Task to complete: Every line of the data below should be written out word for word.

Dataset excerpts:
== Segment start ==
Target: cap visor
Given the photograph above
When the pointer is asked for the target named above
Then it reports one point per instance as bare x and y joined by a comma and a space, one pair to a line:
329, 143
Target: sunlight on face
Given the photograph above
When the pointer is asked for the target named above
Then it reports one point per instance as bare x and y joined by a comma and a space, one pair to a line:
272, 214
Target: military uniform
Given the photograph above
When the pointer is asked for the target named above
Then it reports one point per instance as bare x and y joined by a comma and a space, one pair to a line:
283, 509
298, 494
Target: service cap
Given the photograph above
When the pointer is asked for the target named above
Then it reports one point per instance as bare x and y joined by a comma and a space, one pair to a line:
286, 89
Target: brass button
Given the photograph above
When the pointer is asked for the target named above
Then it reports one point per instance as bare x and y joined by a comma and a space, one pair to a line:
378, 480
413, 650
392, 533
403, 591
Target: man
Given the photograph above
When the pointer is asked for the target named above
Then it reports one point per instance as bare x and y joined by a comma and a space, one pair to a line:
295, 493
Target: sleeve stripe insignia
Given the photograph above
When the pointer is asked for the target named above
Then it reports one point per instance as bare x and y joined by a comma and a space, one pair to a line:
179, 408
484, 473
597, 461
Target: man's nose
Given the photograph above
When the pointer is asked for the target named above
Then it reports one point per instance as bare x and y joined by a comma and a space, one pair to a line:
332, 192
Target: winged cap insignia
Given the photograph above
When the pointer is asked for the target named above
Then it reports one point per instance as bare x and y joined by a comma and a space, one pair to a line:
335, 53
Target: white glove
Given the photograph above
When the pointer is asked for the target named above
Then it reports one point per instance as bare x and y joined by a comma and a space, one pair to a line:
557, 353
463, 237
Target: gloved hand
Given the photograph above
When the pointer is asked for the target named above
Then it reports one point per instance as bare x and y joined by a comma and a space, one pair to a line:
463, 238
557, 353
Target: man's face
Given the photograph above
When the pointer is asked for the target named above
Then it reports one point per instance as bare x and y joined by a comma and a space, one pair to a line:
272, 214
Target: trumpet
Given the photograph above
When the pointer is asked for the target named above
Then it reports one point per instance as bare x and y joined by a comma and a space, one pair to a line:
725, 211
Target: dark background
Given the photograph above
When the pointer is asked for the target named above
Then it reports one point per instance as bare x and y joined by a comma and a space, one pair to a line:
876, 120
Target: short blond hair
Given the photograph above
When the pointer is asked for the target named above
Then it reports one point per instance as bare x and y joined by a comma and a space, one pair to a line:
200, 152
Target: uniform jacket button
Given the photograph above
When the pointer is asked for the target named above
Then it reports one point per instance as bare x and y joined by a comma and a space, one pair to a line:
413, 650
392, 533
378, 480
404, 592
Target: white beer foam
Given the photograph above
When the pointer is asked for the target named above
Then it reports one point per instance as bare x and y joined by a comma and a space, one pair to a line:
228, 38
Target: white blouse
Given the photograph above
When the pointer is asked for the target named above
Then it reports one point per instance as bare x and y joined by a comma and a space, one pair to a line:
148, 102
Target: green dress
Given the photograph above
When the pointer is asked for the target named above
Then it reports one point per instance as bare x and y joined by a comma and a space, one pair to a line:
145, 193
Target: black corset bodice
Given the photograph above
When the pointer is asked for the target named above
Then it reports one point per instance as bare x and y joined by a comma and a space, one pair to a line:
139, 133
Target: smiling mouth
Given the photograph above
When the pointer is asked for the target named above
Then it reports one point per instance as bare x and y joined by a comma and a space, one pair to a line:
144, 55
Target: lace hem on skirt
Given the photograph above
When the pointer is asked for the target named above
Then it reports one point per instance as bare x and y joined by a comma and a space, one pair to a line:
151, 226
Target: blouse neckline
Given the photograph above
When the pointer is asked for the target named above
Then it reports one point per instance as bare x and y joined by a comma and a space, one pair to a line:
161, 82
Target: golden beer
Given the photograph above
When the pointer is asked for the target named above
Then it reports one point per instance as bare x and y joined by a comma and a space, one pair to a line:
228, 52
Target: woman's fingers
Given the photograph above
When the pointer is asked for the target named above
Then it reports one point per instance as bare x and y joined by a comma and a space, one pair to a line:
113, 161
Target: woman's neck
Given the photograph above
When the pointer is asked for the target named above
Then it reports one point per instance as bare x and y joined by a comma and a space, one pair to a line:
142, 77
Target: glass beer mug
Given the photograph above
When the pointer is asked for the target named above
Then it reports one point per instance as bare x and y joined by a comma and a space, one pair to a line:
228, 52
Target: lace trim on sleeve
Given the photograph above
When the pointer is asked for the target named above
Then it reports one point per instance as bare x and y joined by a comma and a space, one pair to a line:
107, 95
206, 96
== Segment end ==
Finished exercise:
Target: cap visor
Given the photograph above
When the pointer is asked for the target named above
Then it reports one point per instance as bare x and y joined by a comma and a space, one pair to a line:
329, 143
Target: sunlight on face
Given the photograph above
When the pointer is asked for the target named above
Then it reports one point per instance as bare x and y joined by a comma and a space, one pair to a line:
272, 214
Target: military uniform
Given the photograph above
When the pointer is asked for the target named above
Then it reports one point per instance as bare x and y joined by a comma and a space, one pair to a line:
283, 509
298, 494
Target: service cap
Given the photograph above
When the pointer is asked for the target named above
Then it reports one point per instance as bare x and y joined by a comma and a space, one pair to a line:
286, 89
Target: brass button
Given the photograph above
When the pointer is asked for the target named above
Then it reports one point per instance as bare x and y joined by a comma and a space, one pair to a line:
378, 480
413, 650
392, 533
403, 591
Target: man
Given the photograph above
When the pointer is asked for the target named above
Then it reports one point per instance as bare x and y joined by a comma and a space, one pair to a line:
295, 493
Target: sleeve stripe insignia
Given the photograph above
When the pointer is asked for the target named above
Then it reports one point per instance as bare x and y joined by a comma and a space, one pair to a line:
179, 408
484, 473
597, 461
Target: man's nose
Given the photograph above
When the pointer is asked for the target named above
Then it reports one point per instance as bare x and y joined by a comma and a space, one pair to a line:
332, 192
Target: winged cap insignia
Given the photograph above
When the pointer is asked for the target named above
Then it reports one point per instance as bare x and y joined by a comma and a space, one pair to a line:
335, 53
Target: white glove
Given the photograph above
When the pointer is asked for the target named above
Then it reports one point per instance as bare x and y joined by a comma and a space, one pair to a line:
557, 353
463, 237
Target: gloved hand
Given the photograph above
When the pointer is asked for the target named above
Then it reports one point per instance as bare x and y joined by a comma and a space, one pair to a line:
463, 238
557, 353
Target: man's face
Given the photograph above
When the pointer is asked for the target named above
Then it reports one point per instance as bare x and y joined by a comma and a space, one pair to a line:
272, 214
Target: trumpet
Given the photograph above
When the pointer is asked for the target named above
Then it reports one point per instance as bare x and y joined by a comma and a space, one pair to a line:
725, 211
Target: dark background
Given the photograph above
When the pointer is asked for the target named above
Then it reports one point per instance as bare x and y joined by a comma and a space, one pair to a line:
876, 120
Target: short blond hair
Given the photograph above
When the pointer is asked for the target named above
Then it reports one point per instance as bare x and y joined by a comma and a space, one pair to a line:
200, 152
Target: uniform jacket button
Given the photograph above
When the pointer is asked for the target named above
Then it reports one point per instance as bare x and y joined by a comma and a space, one pair to a line:
413, 650
392, 533
378, 480
404, 592
Target: white beer foam
Given the photograph above
When the pointer is asked for the target named above
Then it reports one point per instance as bare x and y joined by a comma and a space, one pair to a line:
228, 38
Target: white blouse
Given the photograph above
When the pointer is asked for the target named above
Then it reports one point per instance as bare x and y joined by a comma and a space, one pair to a line:
148, 102
Target: green dress
Given the photograph above
When the pointer is asked for the target named above
Then it reports one point per instance as bare x and y joined by a comma and a space, one pair to a line:
145, 193
Target: black corset bodice
Given the photograph above
When the pointer is asked for the target named above
Then it reports one point per instance as bare x and y joined by a comma and a space, one pair to a line:
139, 133
Target: smiling mouth
Given the photograph above
When the pointer is asked for the target named above
Then it reports one point per instance as bare x and y joined by a comma and a space, one pair to a line:
144, 55
Target: lace hem on skirt
Given the photograph above
When the pointer is asked for the target named above
Then it reports one point per instance as bare x and y joined by a comma and a space, one pair to a line:
151, 226
Target: blouse neckline
Given the photograph above
When the pointer is asked for the target named above
Then it reports one point per instance as bare x and y joined by a comma and a space, one pair to a line:
161, 82
Target: golden beer
Given the photograph above
When the pointer is asked for the target named above
Then it reports one point per instance as bare x and y joined by a comma and a space, one pair to a line:
228, 52
Target: woman's fingers
Given the photograph above
When the pointer is asked for the target named above
Then it reports one point per instance as bare x and y joined by a comma and a space, one pair to a line:
113, 161
Target: woman's neck
Given the photograph above
When the pointer is asked for the target named above
Then it reports one point per instance as bare x and y joined by a comma and a space, one pair to a line:
142, 77
Target: glass beer mug
Given the photograph above
When the pointer is asked for the target named above
Then it reports one point per instance as bare x and y joined by a comma and a space, one pair to a line:
228, 52
Target: lace trim on sleeve
Given the photograph above
When the pointer is asked for the target named above
Then it reports one point per instance as bare x and y joined by a comma and a space, one pair to a line:
107, 95
206, 96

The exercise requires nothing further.